What the task asks →
Select the lines of the records containing the word "below" and list them.

Dataset records →

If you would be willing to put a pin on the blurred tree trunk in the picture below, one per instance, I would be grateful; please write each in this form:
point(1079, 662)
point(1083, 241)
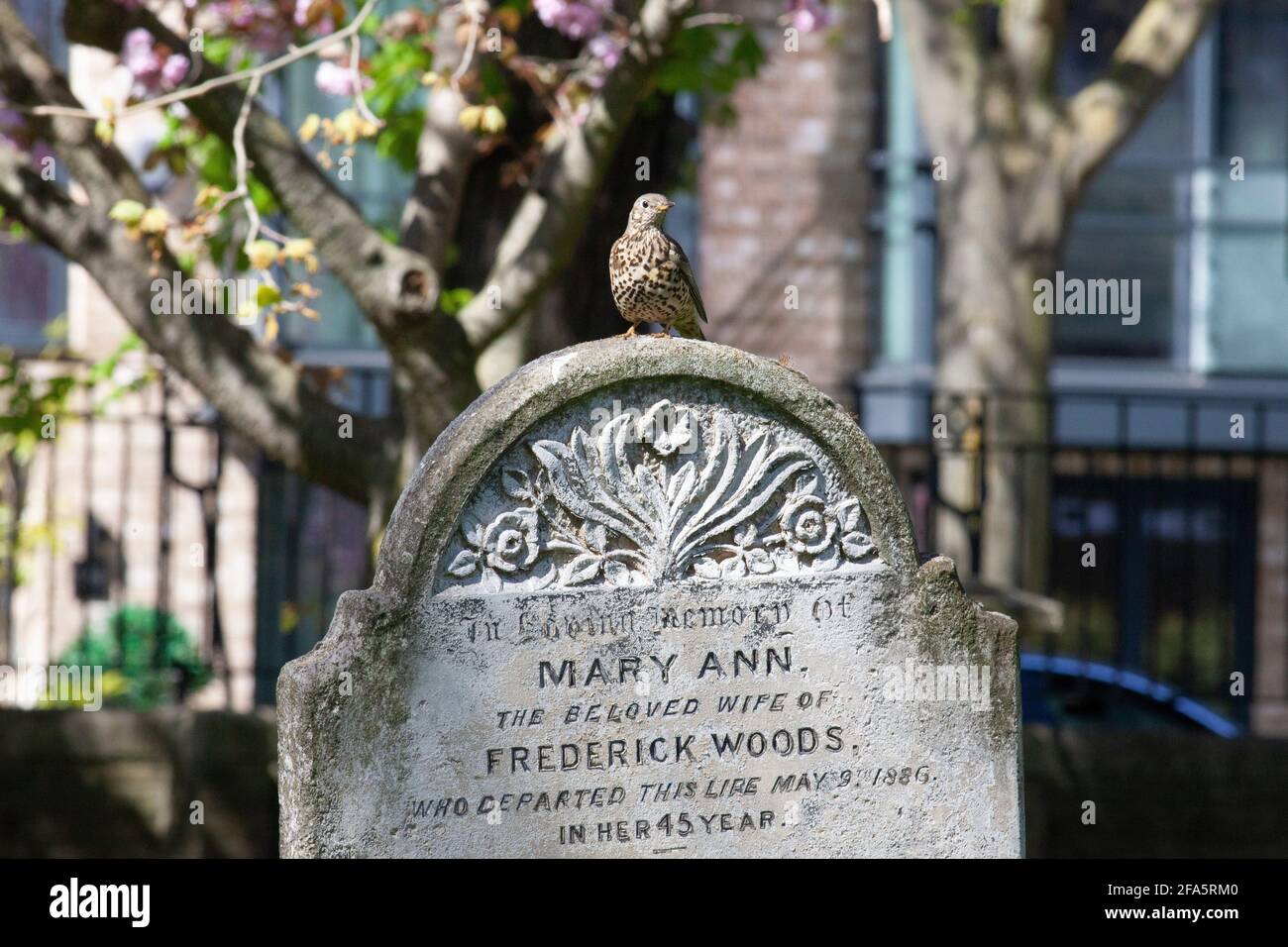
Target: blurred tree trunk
point(1012, 158)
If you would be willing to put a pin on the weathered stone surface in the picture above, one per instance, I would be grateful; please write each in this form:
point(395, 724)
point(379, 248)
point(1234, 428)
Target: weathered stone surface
point(653, 596)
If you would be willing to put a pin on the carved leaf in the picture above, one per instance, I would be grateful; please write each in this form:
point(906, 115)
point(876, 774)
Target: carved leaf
point(707, 567)
point(581, 570)
point(464, 565)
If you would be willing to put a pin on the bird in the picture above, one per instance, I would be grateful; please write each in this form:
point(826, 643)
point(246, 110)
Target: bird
point(652, 278)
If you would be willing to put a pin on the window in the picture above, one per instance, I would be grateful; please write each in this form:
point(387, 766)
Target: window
point(33, 277)
point(1206, 239)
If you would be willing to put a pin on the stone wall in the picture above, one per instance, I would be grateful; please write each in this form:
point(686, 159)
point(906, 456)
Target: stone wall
point(1158, 793)
point(119, 784)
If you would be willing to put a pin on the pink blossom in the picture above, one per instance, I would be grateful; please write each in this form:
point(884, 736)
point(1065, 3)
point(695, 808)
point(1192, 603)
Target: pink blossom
point(142, 58)
point(174, 71)
point(604, 48)
point(807, 16)
point(574, 20)
point(336, 80)
point(301, 18)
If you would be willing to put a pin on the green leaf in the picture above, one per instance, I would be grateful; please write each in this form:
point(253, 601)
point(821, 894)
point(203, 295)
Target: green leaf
point(129, 213)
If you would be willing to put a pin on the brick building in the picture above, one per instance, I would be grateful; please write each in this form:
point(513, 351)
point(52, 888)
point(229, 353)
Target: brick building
point(818, 197)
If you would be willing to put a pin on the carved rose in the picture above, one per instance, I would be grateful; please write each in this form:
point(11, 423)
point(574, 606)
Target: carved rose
point(510, 543)
point(621, 505)
point(507, 544)
point(807, 527)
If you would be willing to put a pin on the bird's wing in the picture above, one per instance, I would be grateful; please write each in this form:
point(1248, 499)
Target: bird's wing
point(690, 279)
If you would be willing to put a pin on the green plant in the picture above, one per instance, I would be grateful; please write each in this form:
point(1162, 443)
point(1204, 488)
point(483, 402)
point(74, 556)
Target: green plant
point(147, 659)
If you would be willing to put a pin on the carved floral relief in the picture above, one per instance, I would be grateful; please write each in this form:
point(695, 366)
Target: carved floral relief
point(648, 499)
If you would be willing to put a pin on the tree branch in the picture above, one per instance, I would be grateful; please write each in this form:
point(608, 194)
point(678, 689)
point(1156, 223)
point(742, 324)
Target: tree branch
point(1106, 112)
point(373, 269)
point(948, 68)
point(443, 157)
point(545, 228)
point(261, 395)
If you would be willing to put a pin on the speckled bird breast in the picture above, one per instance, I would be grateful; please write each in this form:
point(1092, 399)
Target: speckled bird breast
point(644, 270)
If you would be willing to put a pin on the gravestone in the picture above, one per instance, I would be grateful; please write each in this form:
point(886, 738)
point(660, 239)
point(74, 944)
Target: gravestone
point(653, 596)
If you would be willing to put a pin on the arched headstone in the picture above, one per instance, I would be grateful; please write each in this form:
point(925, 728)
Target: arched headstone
point(653, 596)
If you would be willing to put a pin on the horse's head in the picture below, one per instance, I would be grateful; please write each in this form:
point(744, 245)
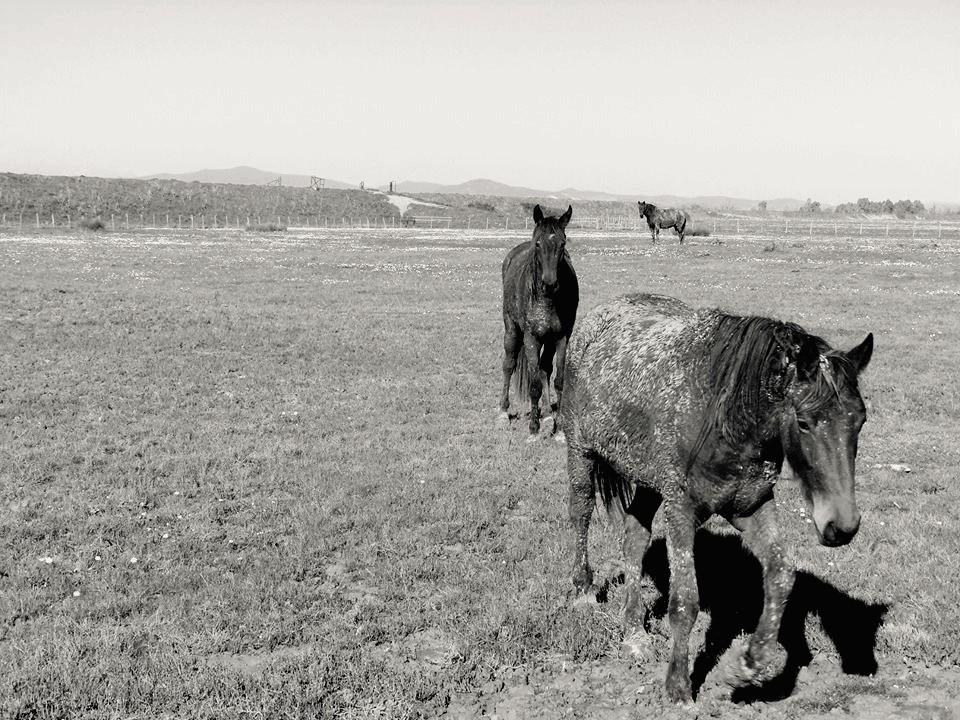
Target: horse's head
point(549, 239)
point(820, 431)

Problem solution →
If you would be willing to put a pin on the blurred tree trunk in the picture below, one per instance, I would be grateful; please write each in this form:
If you would be willing to put a pin on the horse's head in the picture below, one per instance, I would be grateful; please write each in this form:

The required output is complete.